> **DOCUMENT SEGMENT**:
******************************

Finally, the relative affinities of a BAT for the TAA and DR5 may impact its selectivity. At present, data are available for only three BATs (Table 3), making it premature to draw any conclusions.
Conclusion and recent advances
The development of BATs and their monospecific predecessors has faced significant challenges. Although results with several BATs have demonstrated that tumor-selective engagement of DR5 can be achieved, early agents were either inactive or only moderately effective in preclinical cancer models and, unsurprisingly, underperformed in clinical trials—leading to skepticism about the approach. The early underperformance could be largely attributed to insufficient clustering of death receptors on cell surfaces by these agents, resulting in inefficient triggering of apoptotic cell death. A significant breakthrough came recently with the development of Cancerlysin™, ImmuVia’s proprietary BATs designed to efficiently cluster death receptors through a unique mechanism, greatly enhancing their ability to promote apoptosis in cancer cells. The flagship Cancerlysin™ IMV-M has demonstrated impressive and diverse anti-tumor activity in xenograft tumor models in mice and safety in non-human primates. The manuscript describing this BAT and its mechanism of action is in preparation.
BATs offer several attractive features compared to conventional ADCs:
Distinct mechanism of action: BATs operate through mechanisms unrelated to chemotherapeutic drugs and ADCs, thus avoiding chemotherapy-acquired resistance.
No requirement for internalization: unlike ADCs, which require endocytosis by tumor cells to be effective, BATs act on the DR5 receptor present on the cell surface. This circumvents the limitation of ADCs; only benefitting patients with high TAA expression necessary for sufficient payload delivery to kill tumor cells. BATs are designed to help a broader patient population.
Simplified manufacturing: the production of BATs involves a standard recombinant manufacturing process, with expression levels comparable to those of conventional IgG1 monoclonal antibodies, unlike the complex and expensive manufacturing required for ADCs.

******************************

> **DATA EXCERPTS**:
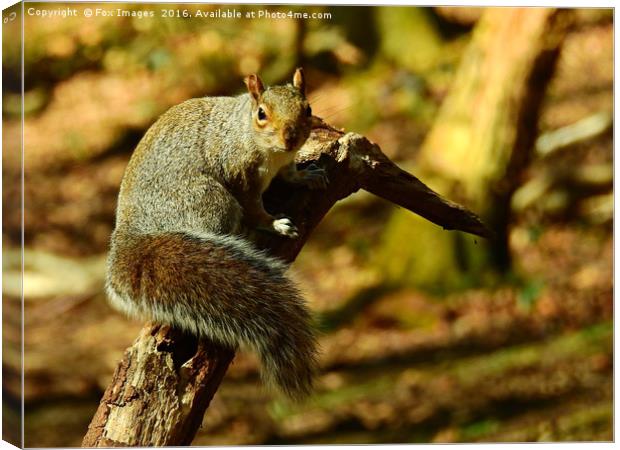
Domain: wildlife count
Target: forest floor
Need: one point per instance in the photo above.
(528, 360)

******************************

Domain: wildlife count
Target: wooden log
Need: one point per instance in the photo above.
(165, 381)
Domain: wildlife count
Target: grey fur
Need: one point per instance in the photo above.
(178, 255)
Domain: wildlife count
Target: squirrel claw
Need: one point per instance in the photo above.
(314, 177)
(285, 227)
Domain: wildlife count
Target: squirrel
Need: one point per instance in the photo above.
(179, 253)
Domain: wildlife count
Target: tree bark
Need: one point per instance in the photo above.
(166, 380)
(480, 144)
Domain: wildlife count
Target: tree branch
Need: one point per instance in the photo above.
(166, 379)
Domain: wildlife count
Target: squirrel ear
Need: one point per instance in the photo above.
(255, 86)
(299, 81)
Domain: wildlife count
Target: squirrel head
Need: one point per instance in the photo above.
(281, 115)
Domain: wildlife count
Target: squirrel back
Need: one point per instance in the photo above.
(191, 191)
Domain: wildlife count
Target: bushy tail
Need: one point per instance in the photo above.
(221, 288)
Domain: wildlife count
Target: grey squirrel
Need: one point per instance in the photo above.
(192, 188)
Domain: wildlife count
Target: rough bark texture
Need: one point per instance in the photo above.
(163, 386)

******************************

> **ACTIVITY LIST**:
1. Give the part of the text on BATs and DR5 that opens with "BATs offer several" and closes with "required for ADCs." again, replacing "ADCs" with "antibody-drug conjugates".
2. Extend the text on BATs and DR5 by continuing on from its last sentence.

> **WRITTEN ANSWERS**:
1.
BATs offer several attractive features compared to conventional antibody-drug conjugates:
Distinct mechanism of action: BATs operate through mechanisms unrelated to chemotherapeutic drugs and antibody-drug conjugates, thus avoiding chemotherapy-acquired resistance.
No requirement for internalization: unlike antibody-drug conjugates, which require endocytosis by tumor cells to be effective, BATs act on the DR5 receptor present on the cell surface. This circumvents the limitation of antibody-drug conjugates; only benefitting patients with high TAA expression necessary for sufficient payload delivery to kill tumor cells. BATs are designed to help a broader patient population.
Simplified manufacturing: the production of BATs involves a standard recombinant manufacturing process, with expression levels comparable to those of conventional IgG1 monoclonal antibodies, unlike the complex and expensive manufacturing required for antibody-drug conjugates.

2.
Enhanced tolerability: BATs do not employ toxic compounds, avoiding the payload-related toxicities associated with ADCs. Based on accumulated experience, BATs are expected to be well tolerated by patients, even at very high doses.
Bystander cytotoxicity activity: similar to ADCs with a cleavable linker [75], and unlike mono-specific anti-DR5 agents, BATs exhibit bystander cytotoxicity activity. They can kill tumor cells via trans-clustering of DR5 on neighboring cells, potentially enhancing their anti-tumor activity and enabling the eradication of tumors with heterogeneous TAA expression [42, 70, 73].
With these advantages, we believe BATs are transforming the field of targeting death receptors in tumors, paving the way for highly effective and safe cancer therapies.
Conflict of interest statement
All authors are employees of ImmuVia, Inc.
Ethics and consent statement
Consent was not required.
Animal research statement
Not applicable.
Author contributions
Victor Goldmacher (Conceptualization [lead], Writing—original draft [lead], Writing—review & editing [equal]), Iosif Gershteyn (Writing—review & editing [equal]), and Yelena Kovtun (Writing—review & editing [equal]).
Funding
This work was supported by ImmuVia, Inc.
Data availability
No new data were generated or analyzed in support of this research. Data supporting the information provided here are all from the public literature or public websites.